> Selected excerpt:
I have always harbored a desire to travel much more than I actually get to do. The notion of throwing a few things into a bag and jetting off to parts exotic is part of the story I tell myself about who I am. My dad is from the “no stone unturned” school of travel, and to that end my childhood travels were equal parts kitsch and education. He was never satisfied to travel from Point A to Point B exclusively, making good time and calculating good gas mileage. No, my dad would take a few days off from work, load up the car, and set off with a destination in mind, and we’d stop at all the roadside attractions along the way. My dad and I are such similar creatures in that we like to find out about things, learn history, see how stuff is made, go behind the scenes. My dad is the original How Stuff Works guy.
In preparation for a road trip, I’d always put together a survival kit for the back seat of the car. As an only child, I had no one to argue with and no one to play with during long trips, so my kit contained reading materials, a pillow, and my Walkman. I loved tuning in to radio stations all along the length of our trips, to get a glimpse of what people’s lives were like in towns I’d never heard of before. As long as I could listen to the radio, read, and take naps, I was perfectly content.
It was on trips like this that I learned to read a map, figure distance, time, and gas mileage. I loved to read the billboards along the road, and still do. Dad and I were always game for some roadside diner, general store, or farm stand, though our stops were sometimes limited by my mother’s delicate sensibilities and higher standards. But some of my most peaceful memories are of sitting in the front seat with Dad while Mom slept off a travel-induced headache in the back seat, the two of us in our own world, a bag of red pistachios between us.
I cling to that image of myself as a relatively carefree traveler, even though time and age have made me into something less than that.

> Exercise data:
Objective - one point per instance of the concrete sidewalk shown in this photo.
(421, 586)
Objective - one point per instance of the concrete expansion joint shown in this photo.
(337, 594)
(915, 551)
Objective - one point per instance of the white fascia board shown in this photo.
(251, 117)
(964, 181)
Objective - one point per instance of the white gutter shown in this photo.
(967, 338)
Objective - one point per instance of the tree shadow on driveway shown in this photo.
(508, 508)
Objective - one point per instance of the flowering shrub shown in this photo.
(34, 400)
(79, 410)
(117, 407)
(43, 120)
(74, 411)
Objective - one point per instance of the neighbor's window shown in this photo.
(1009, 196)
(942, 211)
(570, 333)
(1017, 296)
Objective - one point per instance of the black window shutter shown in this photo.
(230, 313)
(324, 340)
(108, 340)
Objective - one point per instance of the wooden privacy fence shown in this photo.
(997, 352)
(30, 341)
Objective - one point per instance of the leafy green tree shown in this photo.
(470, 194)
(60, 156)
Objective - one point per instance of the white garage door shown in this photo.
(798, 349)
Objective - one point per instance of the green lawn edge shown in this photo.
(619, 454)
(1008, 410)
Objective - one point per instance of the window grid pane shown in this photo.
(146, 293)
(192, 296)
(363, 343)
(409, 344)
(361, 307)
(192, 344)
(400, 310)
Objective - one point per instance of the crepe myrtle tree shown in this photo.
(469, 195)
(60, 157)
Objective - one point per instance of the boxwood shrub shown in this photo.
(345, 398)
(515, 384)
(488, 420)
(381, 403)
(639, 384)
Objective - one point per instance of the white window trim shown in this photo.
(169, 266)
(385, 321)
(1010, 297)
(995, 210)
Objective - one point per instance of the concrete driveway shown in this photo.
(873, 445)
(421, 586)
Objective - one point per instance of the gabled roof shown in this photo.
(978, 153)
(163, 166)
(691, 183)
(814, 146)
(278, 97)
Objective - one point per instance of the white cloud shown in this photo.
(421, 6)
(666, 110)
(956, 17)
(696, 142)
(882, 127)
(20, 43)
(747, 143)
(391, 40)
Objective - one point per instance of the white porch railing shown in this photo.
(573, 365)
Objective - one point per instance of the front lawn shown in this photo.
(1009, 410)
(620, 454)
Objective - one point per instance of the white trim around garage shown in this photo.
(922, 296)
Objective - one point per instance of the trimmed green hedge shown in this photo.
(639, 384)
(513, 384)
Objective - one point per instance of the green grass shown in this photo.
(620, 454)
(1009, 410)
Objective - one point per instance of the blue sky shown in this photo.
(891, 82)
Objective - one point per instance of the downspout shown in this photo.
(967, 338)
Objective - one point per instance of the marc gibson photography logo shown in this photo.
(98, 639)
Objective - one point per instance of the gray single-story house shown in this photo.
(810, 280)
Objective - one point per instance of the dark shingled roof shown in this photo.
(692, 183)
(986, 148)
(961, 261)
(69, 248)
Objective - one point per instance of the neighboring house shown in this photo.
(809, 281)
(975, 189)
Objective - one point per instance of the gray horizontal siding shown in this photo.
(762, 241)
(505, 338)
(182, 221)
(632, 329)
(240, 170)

> Set of tasks:
1. Change "diner" to "café" in the road-trip essay and give its passage from "It was on trips" to "less than that." again with that one swap.
2. Go on with the essay about childhood road trips from the point where it stops.

> Answers given:
1.
It was on trips like this that I learned to read a map, figure distance, time, and gas mileage. I loved to read the billboards along the road, and still do. Dad and I were always game for some roadside café, general store, or farm stand, though our stops were sometimes limited by my mother’s delicate sensibilities and higher standards. But some of my most peaceful memories are of sitting in the front seat with Dad while Mom slept off a travel-induced headache in the back seat, the two of us in our own world, a bag of red pistachios between us.
I cling to that image of myself as a relatively carefree traveler, even though time and age have made me into something less than that.

2.
I am not one of those girly-girls who packs 15 outfits, plus shoes, for a three-day trip. At least I’ve got the clothing part of my packing downpat; pack stuff that’s interchangeable. It’s the nonwearables that are wearing me out.
I like to think of myself as an easy person, but when I start loading up on my “necessities” I start to realize that I am not easy at all. I like to travel under the Boy Scout motto of “be prepared” and to that end I tend to overpack. Of course I need my glasses and my contacts and their assorted solutions, plus my makeup (because my face ain’t what it used to be), and things of a medicinal nature (sinus meds, reflux meds, Neosporin, Bandaids), hair stuff, skin care (sunscreen, lotion, after-sun soother), and various and assorted things that I might need (tweezers, nail clippers, the Encyclopedia Britannica). The older I get the more real estate I find the need to care for. It’s maddening.
I hope at some point to become that carefree traveller that I picture myself to be. I realize that this will only come about when I finally let go of the last vestages of my vanity, and frankly, I am just not there yet.
I write all of this because starting tomorrow, the Mox family will be taking the show on the road, to rendezvous with my (very large) extended family. To that end, you won’t be seeing me around these parts until sometime next week.
In the meantime, however, I am packing furiously.
— Mox
Hope you’re not coming in my direction…we’re fixing to get a lot of rain. Safe travels, and as my mom always tells me, “All the mom rules,” meaning, drive the speed limit, buckle up, etc., etc.